(What to work on):
A. In the post on resolution independent computing, write out the passage between "Resolution explained simply" and "of the data.", inclusive, swapping "pixels" for "dots" wherever it appears.
B. Does the post on resolution independent computing support each statement below? Answer yes or no for each, and quote the words that decide it. (i) For a printer, the best possible resolution is wanted. (ii) Windowing systems let users bring something closer to make it look bigger. (iii) Application developers have begun adding zoom controls to their applications.
* begin Document excerpt *
Archive for September, 2008

Resolution Independent Computing

Sep 08
23

Turns out that a large percentage of people adjust their monitors to use a resolution that’s lower then the native resolution. As many as 55%. What does that tell us?  Well the most likely thing is that people are having trouble reading the tiny text. The other thing it tells us is that display architectures aren’t designed right.

Resolution explained simply is the size of the pixels on the screen. On a printer, digital camera or on a TV you want the best resolution possible. You want the pixels to be really small so that you get a sharp image. Unfortunately computer’s aren’t designed like this and higher resolution on your monitor results in smaller text.

In the physical world there are two pays to make something appear bigger. You can bring it closer, or you can stretch it. The way windowing systems are setup, the only option you get is to stretch.

The problem with the classic stretch is that it takes more screen space. For some applications the increased space provides more area for document data but it usually doesn’t improve the legibility of the data.

To compensate application developers have started adding zoom controls to their applications to give the effect of scale & stretch.
* end Document excerpt *
* begin Data extract *
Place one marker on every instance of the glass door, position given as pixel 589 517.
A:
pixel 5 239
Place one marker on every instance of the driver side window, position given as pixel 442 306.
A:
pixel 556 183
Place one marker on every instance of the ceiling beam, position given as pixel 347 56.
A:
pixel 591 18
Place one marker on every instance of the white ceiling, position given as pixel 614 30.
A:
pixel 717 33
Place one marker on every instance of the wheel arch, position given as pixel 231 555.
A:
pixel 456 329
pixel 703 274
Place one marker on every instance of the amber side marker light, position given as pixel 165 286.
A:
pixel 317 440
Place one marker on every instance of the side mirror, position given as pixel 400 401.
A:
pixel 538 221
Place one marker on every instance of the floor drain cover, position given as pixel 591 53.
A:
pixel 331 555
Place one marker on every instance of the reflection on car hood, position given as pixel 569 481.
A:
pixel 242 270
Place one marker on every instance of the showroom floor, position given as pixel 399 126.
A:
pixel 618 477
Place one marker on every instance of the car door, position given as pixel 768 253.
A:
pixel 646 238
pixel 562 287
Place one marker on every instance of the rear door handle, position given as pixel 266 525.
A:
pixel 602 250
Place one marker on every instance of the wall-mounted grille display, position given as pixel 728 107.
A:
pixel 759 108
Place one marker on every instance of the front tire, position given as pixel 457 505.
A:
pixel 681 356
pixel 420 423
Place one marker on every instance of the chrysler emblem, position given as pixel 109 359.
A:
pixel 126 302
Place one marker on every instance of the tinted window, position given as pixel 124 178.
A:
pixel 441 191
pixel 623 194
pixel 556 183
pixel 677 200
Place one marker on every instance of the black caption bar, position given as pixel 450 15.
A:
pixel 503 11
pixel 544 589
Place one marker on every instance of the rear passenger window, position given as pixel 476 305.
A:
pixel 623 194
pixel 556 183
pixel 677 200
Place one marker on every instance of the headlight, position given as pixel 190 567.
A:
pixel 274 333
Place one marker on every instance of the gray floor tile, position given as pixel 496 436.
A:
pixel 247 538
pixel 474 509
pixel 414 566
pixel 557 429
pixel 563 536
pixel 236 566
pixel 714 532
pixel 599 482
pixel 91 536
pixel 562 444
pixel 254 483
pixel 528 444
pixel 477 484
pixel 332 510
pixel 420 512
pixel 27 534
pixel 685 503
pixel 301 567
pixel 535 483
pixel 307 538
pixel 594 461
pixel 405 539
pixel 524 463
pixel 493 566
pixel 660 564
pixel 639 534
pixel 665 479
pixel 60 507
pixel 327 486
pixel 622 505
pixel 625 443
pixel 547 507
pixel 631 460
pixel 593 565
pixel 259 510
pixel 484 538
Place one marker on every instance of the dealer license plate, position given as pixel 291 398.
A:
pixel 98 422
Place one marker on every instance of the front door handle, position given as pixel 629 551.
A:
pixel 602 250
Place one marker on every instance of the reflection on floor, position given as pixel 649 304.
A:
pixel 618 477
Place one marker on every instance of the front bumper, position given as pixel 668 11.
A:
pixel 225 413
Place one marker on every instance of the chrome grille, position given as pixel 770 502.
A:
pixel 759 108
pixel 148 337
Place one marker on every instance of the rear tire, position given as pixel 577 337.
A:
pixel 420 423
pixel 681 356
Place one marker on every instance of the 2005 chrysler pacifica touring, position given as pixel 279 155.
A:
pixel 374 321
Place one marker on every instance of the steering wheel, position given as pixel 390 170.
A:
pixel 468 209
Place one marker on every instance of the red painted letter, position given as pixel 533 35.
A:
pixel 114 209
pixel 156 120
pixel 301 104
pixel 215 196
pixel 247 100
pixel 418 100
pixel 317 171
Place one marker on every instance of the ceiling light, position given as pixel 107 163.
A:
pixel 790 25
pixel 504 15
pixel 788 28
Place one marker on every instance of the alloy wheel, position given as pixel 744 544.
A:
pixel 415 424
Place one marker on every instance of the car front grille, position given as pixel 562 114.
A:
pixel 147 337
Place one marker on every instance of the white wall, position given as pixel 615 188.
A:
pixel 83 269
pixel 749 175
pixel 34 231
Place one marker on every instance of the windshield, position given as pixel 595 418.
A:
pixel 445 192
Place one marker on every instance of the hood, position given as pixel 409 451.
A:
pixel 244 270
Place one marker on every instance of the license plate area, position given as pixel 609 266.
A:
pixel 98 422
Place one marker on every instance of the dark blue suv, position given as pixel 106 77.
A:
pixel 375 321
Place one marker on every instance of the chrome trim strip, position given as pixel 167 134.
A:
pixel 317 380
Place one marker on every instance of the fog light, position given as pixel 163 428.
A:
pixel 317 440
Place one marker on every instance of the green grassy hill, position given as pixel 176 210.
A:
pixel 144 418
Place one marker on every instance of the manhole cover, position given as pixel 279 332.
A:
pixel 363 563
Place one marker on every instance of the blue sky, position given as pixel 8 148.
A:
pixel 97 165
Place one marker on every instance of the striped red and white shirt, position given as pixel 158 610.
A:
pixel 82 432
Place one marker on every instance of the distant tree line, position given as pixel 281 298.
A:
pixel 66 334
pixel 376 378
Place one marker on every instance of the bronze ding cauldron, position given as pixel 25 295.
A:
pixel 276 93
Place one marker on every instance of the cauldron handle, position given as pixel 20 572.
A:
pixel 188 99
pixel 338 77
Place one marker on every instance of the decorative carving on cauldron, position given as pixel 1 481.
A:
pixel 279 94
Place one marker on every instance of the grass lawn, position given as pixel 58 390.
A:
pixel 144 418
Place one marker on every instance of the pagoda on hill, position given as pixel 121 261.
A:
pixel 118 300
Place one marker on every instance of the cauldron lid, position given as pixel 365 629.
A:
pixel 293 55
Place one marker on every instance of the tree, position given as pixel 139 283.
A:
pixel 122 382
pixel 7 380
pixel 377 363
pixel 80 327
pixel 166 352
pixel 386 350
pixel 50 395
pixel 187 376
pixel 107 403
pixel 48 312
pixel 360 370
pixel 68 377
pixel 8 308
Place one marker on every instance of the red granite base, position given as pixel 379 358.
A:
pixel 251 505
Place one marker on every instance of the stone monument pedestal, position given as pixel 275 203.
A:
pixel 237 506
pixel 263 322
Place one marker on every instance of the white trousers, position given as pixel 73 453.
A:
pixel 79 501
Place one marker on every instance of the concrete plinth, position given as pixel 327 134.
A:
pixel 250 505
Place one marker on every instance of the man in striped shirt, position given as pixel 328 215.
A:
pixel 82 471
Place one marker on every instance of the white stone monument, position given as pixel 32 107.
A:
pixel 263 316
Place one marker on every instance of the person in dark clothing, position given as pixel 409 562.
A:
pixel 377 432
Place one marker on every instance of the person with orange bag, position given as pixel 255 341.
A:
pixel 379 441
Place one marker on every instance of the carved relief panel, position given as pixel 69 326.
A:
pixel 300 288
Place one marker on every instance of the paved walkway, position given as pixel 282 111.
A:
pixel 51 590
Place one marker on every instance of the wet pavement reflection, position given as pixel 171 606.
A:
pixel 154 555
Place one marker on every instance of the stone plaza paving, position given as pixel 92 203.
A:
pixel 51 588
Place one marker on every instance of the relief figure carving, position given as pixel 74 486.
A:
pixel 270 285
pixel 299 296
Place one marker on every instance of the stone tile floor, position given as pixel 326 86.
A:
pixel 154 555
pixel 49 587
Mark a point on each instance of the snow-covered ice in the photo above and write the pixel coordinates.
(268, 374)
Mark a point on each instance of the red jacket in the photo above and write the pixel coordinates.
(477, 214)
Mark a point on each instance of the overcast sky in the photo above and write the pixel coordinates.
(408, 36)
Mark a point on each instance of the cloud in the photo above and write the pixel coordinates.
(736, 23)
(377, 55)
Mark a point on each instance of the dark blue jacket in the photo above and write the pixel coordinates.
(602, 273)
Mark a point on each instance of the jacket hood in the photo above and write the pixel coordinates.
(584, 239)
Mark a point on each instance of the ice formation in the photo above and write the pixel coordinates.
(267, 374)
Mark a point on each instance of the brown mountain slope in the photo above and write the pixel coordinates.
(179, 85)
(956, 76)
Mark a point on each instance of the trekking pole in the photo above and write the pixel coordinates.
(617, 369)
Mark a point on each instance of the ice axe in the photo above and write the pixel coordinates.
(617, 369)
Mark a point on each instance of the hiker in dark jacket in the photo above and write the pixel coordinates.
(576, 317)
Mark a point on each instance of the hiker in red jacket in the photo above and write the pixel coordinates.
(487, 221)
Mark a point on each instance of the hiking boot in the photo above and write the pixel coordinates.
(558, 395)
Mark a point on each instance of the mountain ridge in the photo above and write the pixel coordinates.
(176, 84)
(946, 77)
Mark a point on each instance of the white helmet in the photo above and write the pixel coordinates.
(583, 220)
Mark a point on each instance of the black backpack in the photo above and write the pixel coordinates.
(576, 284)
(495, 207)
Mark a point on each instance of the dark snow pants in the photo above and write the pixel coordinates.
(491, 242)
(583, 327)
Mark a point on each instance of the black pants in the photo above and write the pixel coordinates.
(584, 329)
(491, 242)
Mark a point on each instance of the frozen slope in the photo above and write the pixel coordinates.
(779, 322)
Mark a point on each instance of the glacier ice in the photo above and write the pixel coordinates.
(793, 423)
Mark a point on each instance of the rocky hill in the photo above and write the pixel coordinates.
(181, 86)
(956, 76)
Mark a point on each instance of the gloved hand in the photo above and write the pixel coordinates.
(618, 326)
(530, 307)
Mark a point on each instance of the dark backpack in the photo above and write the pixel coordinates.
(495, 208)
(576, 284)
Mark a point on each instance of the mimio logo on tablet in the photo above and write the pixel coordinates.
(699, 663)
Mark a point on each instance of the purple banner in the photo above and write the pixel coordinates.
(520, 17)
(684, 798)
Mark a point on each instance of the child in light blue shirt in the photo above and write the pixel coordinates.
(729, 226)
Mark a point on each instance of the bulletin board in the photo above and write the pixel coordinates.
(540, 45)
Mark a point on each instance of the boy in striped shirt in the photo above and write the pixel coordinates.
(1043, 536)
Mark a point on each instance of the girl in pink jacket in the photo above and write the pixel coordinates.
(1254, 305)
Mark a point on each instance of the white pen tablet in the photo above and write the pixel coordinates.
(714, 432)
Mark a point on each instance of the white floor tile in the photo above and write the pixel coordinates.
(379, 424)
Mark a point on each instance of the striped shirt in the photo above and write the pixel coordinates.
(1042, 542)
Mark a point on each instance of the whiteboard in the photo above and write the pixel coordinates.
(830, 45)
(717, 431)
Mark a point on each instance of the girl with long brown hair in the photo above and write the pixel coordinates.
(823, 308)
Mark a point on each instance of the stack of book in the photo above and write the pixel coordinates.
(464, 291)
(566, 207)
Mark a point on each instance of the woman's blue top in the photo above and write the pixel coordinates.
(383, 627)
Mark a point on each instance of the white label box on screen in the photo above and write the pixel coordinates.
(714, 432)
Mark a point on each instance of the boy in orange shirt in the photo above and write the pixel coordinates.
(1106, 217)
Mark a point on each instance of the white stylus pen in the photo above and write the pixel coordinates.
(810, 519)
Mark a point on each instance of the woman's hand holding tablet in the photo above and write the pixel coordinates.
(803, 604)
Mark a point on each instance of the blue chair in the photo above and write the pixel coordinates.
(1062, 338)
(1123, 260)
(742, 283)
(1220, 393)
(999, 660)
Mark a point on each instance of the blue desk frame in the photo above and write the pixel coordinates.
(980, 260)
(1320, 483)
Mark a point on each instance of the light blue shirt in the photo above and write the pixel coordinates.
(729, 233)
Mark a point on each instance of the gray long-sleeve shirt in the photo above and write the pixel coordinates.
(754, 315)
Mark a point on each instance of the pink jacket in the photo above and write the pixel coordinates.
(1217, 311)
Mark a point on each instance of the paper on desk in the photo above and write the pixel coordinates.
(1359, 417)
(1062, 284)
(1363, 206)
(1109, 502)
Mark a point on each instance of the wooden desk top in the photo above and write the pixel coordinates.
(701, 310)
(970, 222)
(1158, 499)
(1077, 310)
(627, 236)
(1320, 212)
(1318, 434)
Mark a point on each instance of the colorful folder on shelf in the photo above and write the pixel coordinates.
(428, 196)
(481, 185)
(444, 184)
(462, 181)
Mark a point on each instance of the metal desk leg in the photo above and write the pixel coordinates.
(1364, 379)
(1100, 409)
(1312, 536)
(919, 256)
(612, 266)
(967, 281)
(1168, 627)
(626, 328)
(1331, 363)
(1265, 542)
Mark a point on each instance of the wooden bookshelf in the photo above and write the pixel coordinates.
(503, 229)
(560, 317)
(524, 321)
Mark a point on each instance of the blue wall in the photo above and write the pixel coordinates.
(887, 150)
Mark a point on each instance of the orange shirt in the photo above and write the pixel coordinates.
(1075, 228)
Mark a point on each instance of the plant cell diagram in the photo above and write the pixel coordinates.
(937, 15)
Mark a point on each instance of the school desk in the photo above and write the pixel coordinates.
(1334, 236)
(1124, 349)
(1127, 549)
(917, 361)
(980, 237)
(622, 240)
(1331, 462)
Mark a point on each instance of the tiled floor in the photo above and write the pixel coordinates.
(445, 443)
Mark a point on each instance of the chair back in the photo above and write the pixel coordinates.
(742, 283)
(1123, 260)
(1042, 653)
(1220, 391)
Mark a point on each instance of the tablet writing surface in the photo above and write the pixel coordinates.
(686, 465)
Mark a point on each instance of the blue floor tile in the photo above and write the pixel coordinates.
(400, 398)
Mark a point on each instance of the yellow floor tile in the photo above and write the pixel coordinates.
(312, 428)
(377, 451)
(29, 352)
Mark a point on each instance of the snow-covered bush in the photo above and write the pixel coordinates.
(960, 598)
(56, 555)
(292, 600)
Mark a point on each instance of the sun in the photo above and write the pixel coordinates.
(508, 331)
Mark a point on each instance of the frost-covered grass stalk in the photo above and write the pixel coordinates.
* end Data extract *
(Exercise answers):
A.
Resolution explained simply is the size of the dots on the screen. On a printer, digital camera or on a TV you want the best resolution possible. You want the dots to be really small so that you get a sharp image. Unfortunately computer’s aren’t designed like this and higher resolution on your monitor results in smaller text.

In the physical world there are two pays to make something appear bigger. You can bring it closer, or you can stretch it. The way windowing systems are setup, the only option you get is to stretch.

The problem with the classic stretch is that it takes more screen space. For some applications the increased space provides more area for document data but it usually doesn’t improve the legibility of the data.

B.
(i) Yes: "On a printer, digital camera or on a TV you want the best resolution possible."
(ii) No: "The way windowing systems are setup, the only option you get is to stretch."
(iii) Yes: "application developers have started adding zoom controls to their applications"